(Material provided)

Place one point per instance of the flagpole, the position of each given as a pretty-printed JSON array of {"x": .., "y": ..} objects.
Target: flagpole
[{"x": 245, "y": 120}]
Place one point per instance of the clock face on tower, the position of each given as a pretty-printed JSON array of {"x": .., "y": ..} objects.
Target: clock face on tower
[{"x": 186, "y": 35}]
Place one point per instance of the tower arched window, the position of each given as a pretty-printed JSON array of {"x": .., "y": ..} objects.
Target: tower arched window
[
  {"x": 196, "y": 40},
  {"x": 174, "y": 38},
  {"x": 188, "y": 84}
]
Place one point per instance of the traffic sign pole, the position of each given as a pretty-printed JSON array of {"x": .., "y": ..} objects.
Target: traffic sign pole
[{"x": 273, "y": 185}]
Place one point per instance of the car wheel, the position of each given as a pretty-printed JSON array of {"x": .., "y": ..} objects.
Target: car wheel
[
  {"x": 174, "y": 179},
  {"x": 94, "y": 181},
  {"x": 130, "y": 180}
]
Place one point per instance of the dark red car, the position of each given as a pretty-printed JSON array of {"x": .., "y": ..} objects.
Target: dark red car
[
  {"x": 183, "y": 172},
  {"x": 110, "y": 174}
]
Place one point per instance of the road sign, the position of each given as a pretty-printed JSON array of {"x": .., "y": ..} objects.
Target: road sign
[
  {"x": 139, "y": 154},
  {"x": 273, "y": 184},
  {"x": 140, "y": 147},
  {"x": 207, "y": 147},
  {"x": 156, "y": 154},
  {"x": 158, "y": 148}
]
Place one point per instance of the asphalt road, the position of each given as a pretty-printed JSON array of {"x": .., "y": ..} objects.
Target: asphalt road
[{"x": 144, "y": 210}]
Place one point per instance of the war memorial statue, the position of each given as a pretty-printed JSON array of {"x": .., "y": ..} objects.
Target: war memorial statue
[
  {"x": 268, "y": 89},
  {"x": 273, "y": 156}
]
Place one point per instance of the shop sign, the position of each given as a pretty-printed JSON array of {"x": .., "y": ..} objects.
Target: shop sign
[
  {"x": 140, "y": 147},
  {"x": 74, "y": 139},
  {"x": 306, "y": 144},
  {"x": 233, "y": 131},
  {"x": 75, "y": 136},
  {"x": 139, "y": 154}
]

(End Material provided)

About this task - Write out the entire listing above once more. Keep it exact.

Worked solution -
Place one point per instance of the flagpole, the position of each given as a pretty-printed JSON array of {"x": .., "y": ..} objects.
Target: flagpole
[{"x": 245, "y": 120}]
Place one point per instance of the clock face on tower, the position of each given as a pretty-printed JSON array of {"x": .., "y": ..} objects.
Target: clock face on tower
[{"x": 186, "y": 35}]
Place one point per instance of the tower arched window, the position of each given as a pretty-printed JSON array of {"x": .., "y": ..} objects.
Target: tower arched window
[
  {"x": 196, "y": 40},
  {"x": 174, "y": 38},
  {"x": 188, "y": 84}
]
Place one point per instance of the traffic sign pole, the position of each given as a pretty-printed JSON array of {"x": .., "y": ..} objects.
Target: traffic sign pole
[{"x": 273, "y": 185}]
Place one point per instance of the car wheel, the position of each given as a pretty-printed JSON array of {"x": .., "y": ..} objects.
Target: car wheel
[
  {"x": 174, "y": 179},
  {"x": 94, "y": 181},
  {"x": 130, "y": 180}
]
Place one point per instance of the dark red car, the position of each given as a pretty-printed JSON array of {"x": .., "y": ..} objects.
Target: dark red car
[
  {"x": 183, "y": 172},
  {"x": 110, "y": 174}
]
Place one point per instance of the road sign, the position of each given as a pretty-printed JSON array of {"x": .., "y": ..} objects.
Target: road sign
[
  {"x": 139, "y": 154},
  {"x": 273, "y": 184},
  {"x": 140, "y": 147},
  {"x": 207, "y": 147},
  {"x": 156, "y": 154},
  {"x": 158, "y": 148}
]
Place one point per instance of the asphalt road, the position of each given as a pretty-printed JSON array of {"x": .., "y": ..} objects.
Target: asphalt road
[{"x": 144, "y": 210}]
Place one point per instance of the war memorial statue, the position of each given as a pretty-printed JSON array of {"x": .., "y": ..} objects.
Target: war memorial statue
[
  {"x": 268, "y": 89},
  {"x": 273, "y": 156}
]
Place one point per instance of the shop sign, the position of each given as a pretty-printed JSON array of {"x": .., "y": ..} objects.
Target: shop sign
[
  {"x": 140, "y": 147},
  {"x": 74, "y": 139},
  {"x": 306, "y": 144},
  {"x": 233, "y": 131},
  {"x": 75, "y": 136},
  {"x": 139, "y": 154}
]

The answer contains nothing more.